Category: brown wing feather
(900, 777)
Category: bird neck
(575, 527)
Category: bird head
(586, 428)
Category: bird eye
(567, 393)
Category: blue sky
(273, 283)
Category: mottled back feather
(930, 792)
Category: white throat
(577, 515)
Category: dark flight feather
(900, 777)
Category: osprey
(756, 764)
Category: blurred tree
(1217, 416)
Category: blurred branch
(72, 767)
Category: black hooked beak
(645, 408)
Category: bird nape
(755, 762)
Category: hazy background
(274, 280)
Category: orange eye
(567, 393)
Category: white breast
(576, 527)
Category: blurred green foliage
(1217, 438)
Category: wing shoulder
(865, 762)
**********
» Problem statement:
Between the line holding "Category: blurred tree" and the end of the items, inclusive, replace "blurred" with "out-of-focus" and reproduce those lines with nothing else changed.

» Full output:
Category: out-of-focus tree
(1217, 416)
Category: out-of-focus branch
(72, 767)
Category: black hooked beak
(645, 408)
Category: bird nape
(755, 762)
Category: hazy background
(274, 280)
Category: orange eye
(567, 393)
Category: white breast
(576, 527)
Category: out-of-focus green foliage
(1217, 438)
Category: wing shoulder
(865, 762)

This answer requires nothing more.